### [To do]
Reproduce every line of the data below, requests included, but multiply each point coordinate by 0.8 and round it to a whole number, with halves rounding up. Leave the pictures out of your answer.

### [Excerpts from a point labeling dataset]
[BEGIN]
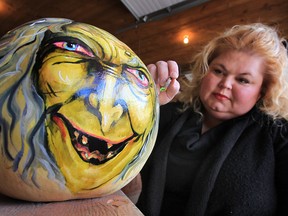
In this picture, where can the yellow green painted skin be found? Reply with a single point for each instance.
(79, 112)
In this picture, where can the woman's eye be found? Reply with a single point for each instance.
(217, 71)
(140, 76)
(74, 47)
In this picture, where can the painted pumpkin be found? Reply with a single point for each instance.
(78, 112)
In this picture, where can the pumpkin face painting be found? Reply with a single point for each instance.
(78, 112)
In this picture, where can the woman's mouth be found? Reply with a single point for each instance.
(220, 97)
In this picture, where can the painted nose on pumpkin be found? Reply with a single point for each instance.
(110, 112)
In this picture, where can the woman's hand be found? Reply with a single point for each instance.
(165, 75)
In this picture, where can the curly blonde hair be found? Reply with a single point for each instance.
(259, 39)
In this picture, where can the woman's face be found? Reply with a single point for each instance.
(232, 85)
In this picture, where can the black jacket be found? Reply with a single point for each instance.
(247, 174)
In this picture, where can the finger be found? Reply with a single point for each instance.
(170, 93)
(153, 71)
(173, 69)
(162, 72)
(173, 89)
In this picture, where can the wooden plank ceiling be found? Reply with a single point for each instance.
[END]
### [Full response]
In this picture, where can the yellow green painted skin be found? Reply with a single point for each instance.
(63, 90)
In this picture, where can the woman's eye be found? Reply with a single point for each instance.
(174, 57)
(112, 61)
(59, 38)
In this picture, where can the painted pumpkin be found? Reply with a single point for each instance.
(62, 90)
In this picture, where can the pumpkin face painting be found? Reply with a single point for each instance.
(62, 90)
In this picture, where can the woman's mouth be found? Reply with a single point for each instance.
(176, 78)
In this picture, where can the painted nose on pumpkin be found? Reply with a single point for each instance.
(88, 90)
In this picture, where can the woman's hand be found? Reply with a single point for each instance.
(132, 60)
In this picture, where can the curly blonde hair be found? Reply with a single point for each instance.
(207, 31)
In this picture, where can the woman's face be found? Reply with a single point for each instance.
(186, 68)
In this picture, where can the black jacket be found? Reply with a single point for each instance.
(198, 139)
In this picture, where can the finger be found? Reply with a single point for each instance.
(136, 74)
(122, 57)
(138, 55)
(130, 58)
(138, 71)
In this picture, where can the wooden plank ceiling be found? Reply with a single point for each instance.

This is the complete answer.